## SHORT TASK
Reproduce the following material word for word.

○ ○ ○

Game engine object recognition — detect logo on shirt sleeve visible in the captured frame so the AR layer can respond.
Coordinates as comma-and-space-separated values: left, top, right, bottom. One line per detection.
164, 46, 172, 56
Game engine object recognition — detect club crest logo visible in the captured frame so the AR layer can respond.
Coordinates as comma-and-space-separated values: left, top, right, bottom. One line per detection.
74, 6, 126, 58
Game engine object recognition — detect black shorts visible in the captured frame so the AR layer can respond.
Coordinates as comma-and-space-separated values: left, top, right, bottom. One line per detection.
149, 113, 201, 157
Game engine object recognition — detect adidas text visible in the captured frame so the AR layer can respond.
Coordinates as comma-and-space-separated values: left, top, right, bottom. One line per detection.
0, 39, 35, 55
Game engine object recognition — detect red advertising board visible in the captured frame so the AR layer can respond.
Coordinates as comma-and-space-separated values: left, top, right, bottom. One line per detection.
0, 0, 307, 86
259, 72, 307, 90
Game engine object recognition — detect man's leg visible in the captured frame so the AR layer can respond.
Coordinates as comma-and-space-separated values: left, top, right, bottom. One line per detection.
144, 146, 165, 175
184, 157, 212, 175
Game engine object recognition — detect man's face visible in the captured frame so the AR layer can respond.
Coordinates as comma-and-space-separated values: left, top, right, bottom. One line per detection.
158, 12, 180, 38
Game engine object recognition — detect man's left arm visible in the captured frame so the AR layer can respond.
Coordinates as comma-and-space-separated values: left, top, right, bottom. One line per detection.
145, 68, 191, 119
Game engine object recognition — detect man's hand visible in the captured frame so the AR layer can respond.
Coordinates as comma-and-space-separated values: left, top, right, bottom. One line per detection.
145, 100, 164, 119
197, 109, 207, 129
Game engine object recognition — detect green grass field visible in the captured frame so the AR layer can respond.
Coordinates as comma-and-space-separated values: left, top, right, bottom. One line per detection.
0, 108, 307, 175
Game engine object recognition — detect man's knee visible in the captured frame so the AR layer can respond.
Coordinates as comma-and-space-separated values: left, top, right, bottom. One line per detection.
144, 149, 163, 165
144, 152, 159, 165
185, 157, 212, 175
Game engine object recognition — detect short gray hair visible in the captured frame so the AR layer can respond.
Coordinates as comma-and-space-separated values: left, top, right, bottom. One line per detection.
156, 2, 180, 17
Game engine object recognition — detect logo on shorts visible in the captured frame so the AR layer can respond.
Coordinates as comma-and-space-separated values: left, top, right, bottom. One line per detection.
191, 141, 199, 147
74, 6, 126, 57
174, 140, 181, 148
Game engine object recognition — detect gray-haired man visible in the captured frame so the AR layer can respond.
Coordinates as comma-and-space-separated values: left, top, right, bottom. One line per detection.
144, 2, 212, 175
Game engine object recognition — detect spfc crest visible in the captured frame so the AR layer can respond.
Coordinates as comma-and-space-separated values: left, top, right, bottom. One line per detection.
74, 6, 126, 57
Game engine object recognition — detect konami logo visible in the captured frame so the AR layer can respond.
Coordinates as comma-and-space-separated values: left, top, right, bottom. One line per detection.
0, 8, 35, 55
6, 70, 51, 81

○ ○ ○

## SOLUTION
Game engine object recognition — detect logo on shirt sleeve visible in the captured frame so the AR layer can respond.
Coordinates as comma-and-space-separated values: left, top, right, bottom. One line per detection.
164, 46, 172, 56
Game engine object recognition — detect club crest logo visible in the captured frame so the AR layer can respond.
Coordinates as comma-and-space-separated values: left, top, right, bottom. One line per detection.
74, 6, 126, 58
Game engine object recognition — detect black shorts visible in the captured frame so the AR layer can respond.
Coordinates as comma-and-space-separated values: left, top, right, bottom. One line per detection.
149, 113, 201, 157
Game engine object recognition — detect adidas text visible in the captured frame so the AR layer can respond.
Coordinates as comma-and-space-separated values: left, top, right, bottom. One line per detection.
0, 39, 35, 55
Game engine object recognition — detect red advertising board visible in the captured frame so the AR layer can respond.
Coordinates as comma-and-space-separated values: left, top, right, bottom. One line per detection.
0, 0, 307, 86
259, 72, 307, 90
Game engine object recognition — detect man's leg visible in the captured frame so the AR layer can respond.
Coordinates as comma-and-space-separated values: left, top, right, bottom. One line per detection.
144, 146, 165, 175
184, 157, 212, 175
Game engine object recognition — detect man's face visible in the captured frame so the AR layer can respond.
Coordinates as comma-and-space-separated values: left, top, right, bottom. One line per detection.
158, 12, 180, 38
Game engine object recognition — detect man's left arm visible in the captured frame so the AR layer can respond.
Coordinates as comma-and-space-separated values: left, top, right, bottom. One line per detection.
145, 68, 191, 119
Game engine object recognition — detect man's hand visible in the captured frame so the AR layer can respond.
Coordinates as comma-and-space-separated values: left, top, right, bottom. One line per detection.
145, 100, 164, 119
197, 109, 207, 129
Game engine object recognition — detect green grass field visible in the captured frame so the AR layer can respond.
Coordinates as comma-and-space-separated values: left, top, right, bottom. One line per detection.
0, 108, 307, 175
Game engine object recognition — detect man's knee visible in the captured frame so the AR layer can respond.
Coordinates as comma-and-space-separated values: left, top, right, bottom. One line per detection.
144, 149, 163, 165
144, 152, 159, 165
185, 157, 212, 175
Game engine object recognition — detect short gray hair visible in the captured frame so the AR layer can respond.
Coordinates as comma-and-space-separated values: left, top, right, bottom. One line per detection.
156, 2, 180, 17
Game engine object recognition — detect logo on shorts visible in the captured frame so the AR layer can respond.
Coordinates as comma-and-space-separated values: left, top, right, bottom. One line per detection.
191, 141, 199, 147
74, 6, 126, 57
174, 140, 181, 148
Game engine object recognition — detect gray-haired man visible in the captured frame so the AR layer can respond.
Coordinates as comma-and-space-separated values: left, top, right, bottom. One line per detection.
144, 2, 212, 175
Game engine object recognition — detect spfc crest visible in the captured frame so the AR layer can respond.
Coordinates as comma-and-space-separated values: left, top, right, bottom. One line per detection.
74, 6, 126, 57
Game engine object recognition — detect konami logo visible in the captured frame so the AR layer can respond.
Coordinates as comma-and-space-separated values: left, top, right, bottom. One line per detection.
0, 8, 35, 55
6, 70, 51, 81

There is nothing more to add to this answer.